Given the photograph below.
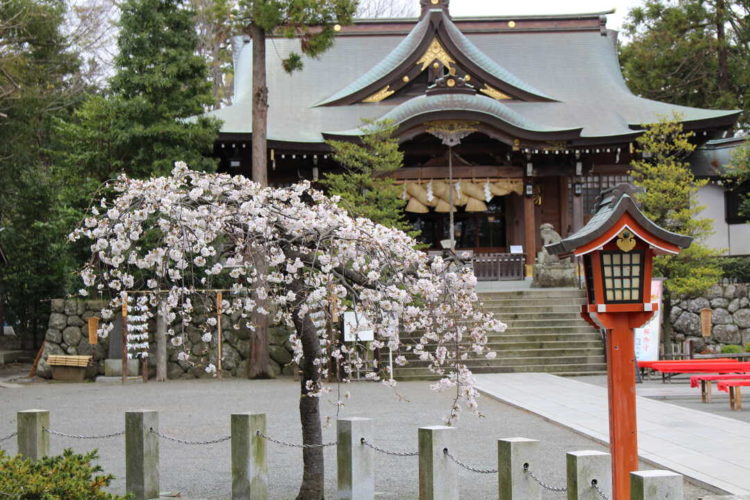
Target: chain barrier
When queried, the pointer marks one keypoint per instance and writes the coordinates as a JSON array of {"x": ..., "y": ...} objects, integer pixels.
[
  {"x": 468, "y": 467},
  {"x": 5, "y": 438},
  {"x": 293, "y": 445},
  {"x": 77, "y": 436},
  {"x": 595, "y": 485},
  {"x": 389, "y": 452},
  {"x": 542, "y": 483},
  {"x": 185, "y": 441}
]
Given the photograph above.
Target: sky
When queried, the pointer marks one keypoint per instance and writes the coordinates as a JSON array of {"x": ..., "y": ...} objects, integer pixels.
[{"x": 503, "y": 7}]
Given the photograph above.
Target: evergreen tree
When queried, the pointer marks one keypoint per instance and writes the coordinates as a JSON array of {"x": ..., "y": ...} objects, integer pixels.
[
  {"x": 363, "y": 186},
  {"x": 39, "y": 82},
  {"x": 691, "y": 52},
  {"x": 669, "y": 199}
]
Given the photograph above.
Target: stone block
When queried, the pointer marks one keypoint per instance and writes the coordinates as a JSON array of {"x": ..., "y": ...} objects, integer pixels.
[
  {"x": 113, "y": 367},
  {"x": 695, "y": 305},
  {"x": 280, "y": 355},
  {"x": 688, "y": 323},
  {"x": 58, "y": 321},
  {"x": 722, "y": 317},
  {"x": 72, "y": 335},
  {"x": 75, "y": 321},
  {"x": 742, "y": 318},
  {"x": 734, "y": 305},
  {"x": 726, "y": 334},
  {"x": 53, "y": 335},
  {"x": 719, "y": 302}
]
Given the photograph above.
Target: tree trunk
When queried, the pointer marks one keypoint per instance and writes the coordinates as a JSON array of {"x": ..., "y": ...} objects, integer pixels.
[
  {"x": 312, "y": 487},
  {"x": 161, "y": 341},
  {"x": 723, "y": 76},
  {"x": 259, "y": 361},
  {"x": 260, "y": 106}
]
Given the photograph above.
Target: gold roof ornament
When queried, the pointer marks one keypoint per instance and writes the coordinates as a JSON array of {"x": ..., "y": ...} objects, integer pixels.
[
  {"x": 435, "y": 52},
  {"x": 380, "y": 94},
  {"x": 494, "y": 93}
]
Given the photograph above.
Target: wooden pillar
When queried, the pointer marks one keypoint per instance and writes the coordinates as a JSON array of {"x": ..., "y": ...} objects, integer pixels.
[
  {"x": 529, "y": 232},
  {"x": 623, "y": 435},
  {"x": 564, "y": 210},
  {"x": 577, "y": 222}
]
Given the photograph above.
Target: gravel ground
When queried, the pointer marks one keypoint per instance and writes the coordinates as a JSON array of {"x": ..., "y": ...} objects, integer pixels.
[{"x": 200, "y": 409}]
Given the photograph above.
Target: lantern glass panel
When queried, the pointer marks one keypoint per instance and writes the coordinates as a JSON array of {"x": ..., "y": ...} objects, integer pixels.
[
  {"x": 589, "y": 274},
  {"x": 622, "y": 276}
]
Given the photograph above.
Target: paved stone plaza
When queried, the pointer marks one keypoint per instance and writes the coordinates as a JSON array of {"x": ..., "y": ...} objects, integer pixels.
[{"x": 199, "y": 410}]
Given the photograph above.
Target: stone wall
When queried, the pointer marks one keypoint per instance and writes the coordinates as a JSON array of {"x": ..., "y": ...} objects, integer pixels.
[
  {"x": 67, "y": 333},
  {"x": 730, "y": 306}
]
◇ ◇ ◇ ◇ ◇ ◇ ◇
- **What is needed**
Gather each line from the entries above that includes the word "stone".

- **Answer below**
Target: stone block
Target: paved stone plaza
Target: stone wall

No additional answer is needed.